==== Excerpt to read ====

Christians are Saved, Not Switched
“But our citizenship is in heaven, and it is from there that we are expecting a Savior, the Lord Jesus Christ. He will transform the body of our humiliation that it may be conformed to the body of his glory, by the power that also enables him to make all things subject to himself” (Philippians 3:20 NRSV).
Several Biblical scholars have been trumpeting in recent years that the idea of “salvation” in the Bible is not about going to heaven when you die (see, for example, N. T. Wright’s Surprised by Hope, or J. Richard Middleton’s A New Heaven and A New Earth). Rather, it is about God setting right the world, doing away with sin and death once and for all, and restoring human beings’ proper role within creation (see especially here Genesis 1:26–28 and Romans 8:18–25). This will happen, according to the New Testament, when Jesus returns from heaven to fully establish God’s kingdom on earth, as the Lord’s prayer anticipates (Matthew 6:10). At this time Christians will experience a bodily resurrection to a new order of life, just like Jesus did (see 1 Corinthians 15). The book of Revelation summarizes well the salvation of Christians when it says, “for you [Jesus] were slaughtered and by your blood you ransomed for God saints from every tribe and language and people and nation; you have made them to be a kingdom and priests serving our God, and they will reign on earth” (5:9–10 NRSV).
Taking my cue from the Revelation passage, I wish to press here the implications of this salvation, and ask: does becoming a Christian mean that a person altogether ceases to be who s/he was before; if not exactly now, then when Jesus returns? Indeed, if my Christian identity were to be ultimately realized in a disembodied spiritual bliss, in a heavenly realm wholly distinct from life on earth, then it probably wouldn’t matter in the long run whether, say, I am also an Italian-American, husband, step-father, teacher, etc. And it likewise probably wouldn’t matter in the end if you are a person of any ethnicity, performing any vocation, and possessing any other social role or identity beyond that of a Christian. If salvation were to finally indicate a complete disconnectedness from our lives as we now understand them, then I think we would have to judge all these other aspects of ourselves as merely fleeting and thus of quite limited importance.
However, given the Bible’s emphasis on the restoration of the world that God has made (see, for example, Acts 3:19–21)—a world in which God ordained the development of various people groups and cultures (i.e., “tribes and languages,” “peoples and nations”—see Genesis 10), and accompanying human institutions and vocations (e.g., marriage, music, metallurgy, livestock herding—see Genesis 2–4), then we might conclude that salvation really means being saved—that is, being renewed in terms of who we are rather than being switched into something else. In other words, I suggest that God doesn’t simply throw away all that makes us human—our differences as individuals and groups, our vocational pursuits that contribute to the goodness and proper functioning of the world, and, of course, the various relationships we form throughout our lives. These may experience (radical) transformation. Remember, sin and death will be no more. But on a fundamental level it seems that all these things are necessarily eternal and therefore of much importance, both now and forever!
As a wise professor once told me, “God makes no junk and he doesn’t junk what he has made.” As the Bible tells me, “God so loved the world [in all its wonderful variety] that he gave his only Son, so that everyone who is faithful to him may not die but may have eternal life. Indeed, God did not send the Son into the world to condemn the world, but in order that the world might be saved through him” (John 3:16–17 translation mine).

====

[What is expected] In the essay on salvation, list the examples the writer gives of "accompanying human institutions and vocations." The records that follow were taken from a different source and have no connection to the essay on salvation.

==== Dataset excerpts ====

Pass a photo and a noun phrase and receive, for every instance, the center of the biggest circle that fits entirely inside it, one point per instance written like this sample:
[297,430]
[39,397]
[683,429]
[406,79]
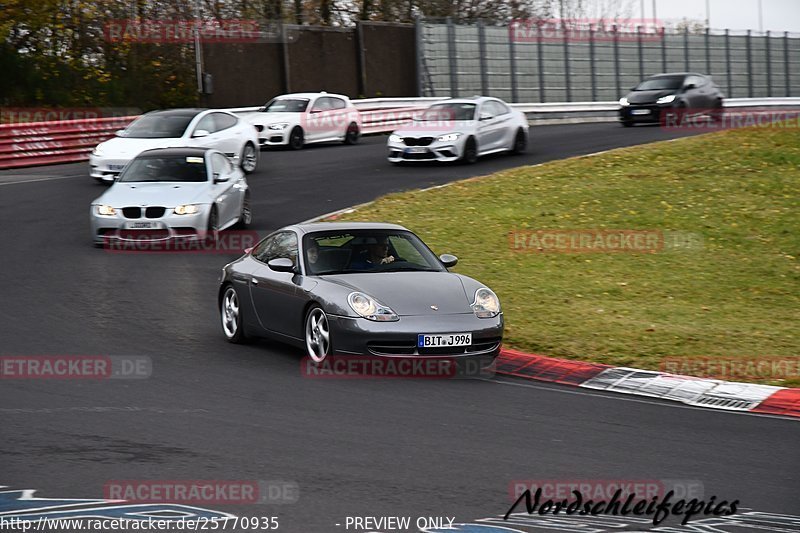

====

[Solution] marriage, music, metallurgy, livestock herding